## Textauszug
>>>

Die von der deutschen Bundesregierung im Rahmen der G20 angestoßene »Partnerschaft mit Afrika« markiert eine neue Etappe der kapitalistischen Ausbeutung des afrikanischen Kontinents. Hintergedanke dieser Partnerschaft ist die Schaffung neuer Investitions- und Anlagemöglichkeiten für westliches Kapital. Aufgrund der interimperialistischen Konkurrenz zwischen den führenden Industrienationen und den aufstrebenden Schwellenländern (China, Indien, Brasilien), geht es dabei auch um einen Wettlauf um Einflussmöglichkeiten und Ressourcenzugänge auf dem Kontinent. (Red.)

von Samuel Decker und Thomas Sablowski*; aus Neues Deutschland

Im November 1884 lud der damalige Reichskanzler Bismarck zur Afrikakonferenz nach Berlin: Die europäischen Kolonialmächte und die USA verhandelten die Handelsfreiheit am Kongo und Niger. Das Abschlussdokument, die Kongoakte, markierte den Beginn einer neuen Etappe im Wettlauf der Kolonialmächte um die Aufteilung Afrikas.
In diesen Tagen findet wieder eine Afrikakonferenz in Berlin statt. Diesmal treffen sich Regierungsvertreter der G20-Staaten, um über eine »Partnerschaft mit Afrika« zu beraten. Die Bundesregierung hält in diesem Jahr den Vorsitz in der G20 und hat Afrika ganz oben auf ihre Agenda gesetzt. Die »Partnerschaft« mit afrikanischen Staaten soll offiziell zu Wirtschaftswachstum und Stabilität über die Grenzen der G20 hinaus beitragen. Durch die Kooperation mit interessierten afrikanischen Staaten sollen die Rahmenbedingungen für private Investitionen und Investitionen in die Infrastruktur verbessert werden. Die Bundesregierung will damit Arbeitsplätze für die Bevölkerung in Afrika schaffen – und so einen Beitrag zur Bekämpfung von Fluchtursachen leisten. Soweit die offizielle Darstellung. Die Ministerien übertreffen sich gegenseitig mit Konzeptpapieren, wie Afrika geholfen werden soll. Das Finanzministerium plädiert für einen »Vertrag mit Afrika« (Compact with Africa), das Bundesministerium für wirtschaftliche Zusammenarbeit (BMZ) hat einen »Marshallplan mit Afrika« konzipiert und das Wirtschaftsministerium eine Initiative »Pro! Afrika«.

<<<

## Datensätze
>>>

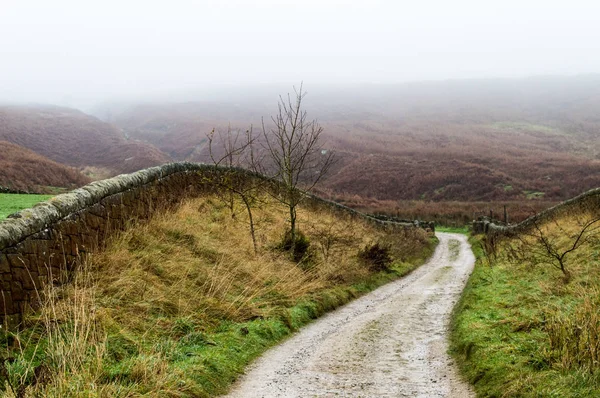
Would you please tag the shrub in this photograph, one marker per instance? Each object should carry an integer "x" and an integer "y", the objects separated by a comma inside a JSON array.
[
  {"x": 376, "y": 256},
  {"x": 302, "y": 251}
]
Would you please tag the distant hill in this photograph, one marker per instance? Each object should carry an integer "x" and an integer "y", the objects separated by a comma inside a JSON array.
[
  {"x": 74, "y": 138},
  {"x": 25, "y": 170},
  {"x": 466, "y": 140}
]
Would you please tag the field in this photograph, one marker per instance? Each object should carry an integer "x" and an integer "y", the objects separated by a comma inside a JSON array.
[
  {"x": 524, "y": 328},
  {"x": 401, "y": 148},
  {"x": 11, "y": 203},
  {"x": 178, "y": 306}
]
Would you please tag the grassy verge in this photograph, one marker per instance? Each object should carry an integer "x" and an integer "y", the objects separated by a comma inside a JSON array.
[
  {"x": 520, "y": 330},
  {"x": 179, "y": 306},
  {"x": 11, "y": 202},
  {"x": 456, "y": 230}
]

<<<

## Aufgaben
1. Gib den Textauszug zwischen „Die von der“ und „dem Kontinent. (Red.)“ einschließlich wieder und ändere dabei „Partnerschaft“ in „Kooperation“.
2. Prüfe anhand des Textauszugs, ob diese Aussagen stimmen: (a) Die Afrikakonferenz von 1884 fand in Berlin statt. (b) Das Finanzministerium hat einen »Marshallplan mit Afrika« konzipiert. (c) Die Bundesregierung hat in diesem Jahr den Vorsitz in der G20.
Die Datensätze haben mit dem Textauszug nichts zu tun.

## Lösungen
1.
Die von der deutschen Bundesregierung im Rahmen der G20 angestoßene »Kooperation mit Afrika« markiert eine neue Etappe der kapitalistischen Ausbeutung des afrikanischen Kontinents. Hintergedanke dieser Kooperation ist die Schaffung neuer Investitions- und Anlagemöglichkeiten für westliches Kapital. Aufgrund der interimperialistischen Konkurrenz zwischen den führenden Industrienationen und den aufstrebenden Schwellenländern (China, Indien, Brasilien), geht es dabei auch um einen Wettlauf um Einflussmöglichkeiten und Ressourcenzugänge auf dem Kontinent. (Red.)

2.
(a) Ja: „Im November 1884 lud der damalige Reichskanzler Bismarck zur Afrikakonferenz nach Berlin“.
(b) Nein: „Das Finanzministerium plädiert für einen »Vertrag mit Afrika« (Compact with Africa), das Bundesministerium für wirtschaftliche Zusammenarbeit (BMZ) hat einen »Marshallplan mit Afrika« konzipiert“.
(c) Ja: „Die Bundesregierung hält in diesem Jahr den Vorsitz in der G20“.